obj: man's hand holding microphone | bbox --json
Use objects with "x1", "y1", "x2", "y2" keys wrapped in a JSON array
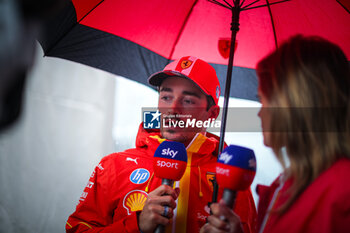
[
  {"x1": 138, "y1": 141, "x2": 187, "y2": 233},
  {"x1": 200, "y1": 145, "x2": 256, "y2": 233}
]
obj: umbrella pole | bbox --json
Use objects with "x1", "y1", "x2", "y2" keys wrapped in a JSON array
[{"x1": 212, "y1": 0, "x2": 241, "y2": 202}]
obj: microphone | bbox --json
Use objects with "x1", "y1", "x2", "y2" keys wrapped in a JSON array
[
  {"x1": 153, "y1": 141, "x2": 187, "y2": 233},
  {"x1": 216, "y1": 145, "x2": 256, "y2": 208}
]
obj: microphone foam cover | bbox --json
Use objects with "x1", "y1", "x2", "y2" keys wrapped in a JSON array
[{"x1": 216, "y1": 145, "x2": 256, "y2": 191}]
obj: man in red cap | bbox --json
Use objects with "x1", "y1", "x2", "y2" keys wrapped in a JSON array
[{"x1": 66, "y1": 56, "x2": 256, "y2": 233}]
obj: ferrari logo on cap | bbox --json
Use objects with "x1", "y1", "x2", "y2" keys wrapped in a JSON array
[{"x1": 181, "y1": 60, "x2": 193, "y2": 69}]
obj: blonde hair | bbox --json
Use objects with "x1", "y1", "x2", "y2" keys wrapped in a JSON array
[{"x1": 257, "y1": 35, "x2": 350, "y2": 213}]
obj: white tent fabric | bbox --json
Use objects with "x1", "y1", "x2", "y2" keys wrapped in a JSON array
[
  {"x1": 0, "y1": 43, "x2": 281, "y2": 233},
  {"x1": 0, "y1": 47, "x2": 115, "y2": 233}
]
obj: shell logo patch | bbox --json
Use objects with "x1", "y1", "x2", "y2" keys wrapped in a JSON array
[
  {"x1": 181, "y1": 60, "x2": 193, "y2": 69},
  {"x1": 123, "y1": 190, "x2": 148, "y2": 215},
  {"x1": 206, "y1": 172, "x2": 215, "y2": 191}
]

DIRECTIVE:
Please reproduce the material above verbatim, from the line with "obj: man in red cap | bbox --json" through to the end of the material.

CORRECT OUTPUT:
obj: man in red cap | bbox --json
Use objects with "x1", "y1", "x2", "y2" keys wrapped in a JSON array
[{"x1": 66, "y1": 56, "x2": 256, "y2": 233}]
obj: ferrari logo on cap | bbox --json
Use objects with "x1", "y1", "x2", "y2" keys wrapped in a JSON array
[{"x1": 181, "y1": 60, "x2": 193, "y2": 69}]
obj: blonde hair | bbox --json
Use objects with "x1", "y1", "x2", "y2" keys wrapped in a JSON array
[{"x1": 257, "y1": 35, "x2": 350, "y2": 213}]
obj: white tent fabric | bbox --json
Use objects with "x1", "y1", "x2", "y2" keys wrapped in a JSON array
[
  {"x1": 0, "y1": 43, "x2": 281, "y2": 233},
  {"x1": 0, "y1": 47, "x2": 115, "y2": 233}
]
obj: shell logo patch | bbox --json
Use objects with "x1", "y1", "x2", "y2" keys wrapped in a JSON array
[
  {"x1": 181, "y1": 60, "x2": 193, "y2": 69},
  {"x1": 123, "y1": 190, "x2": 148, "y2": 215},
  {"x1": 206, "y1": 172, "x2": 215, "y2": 191}
]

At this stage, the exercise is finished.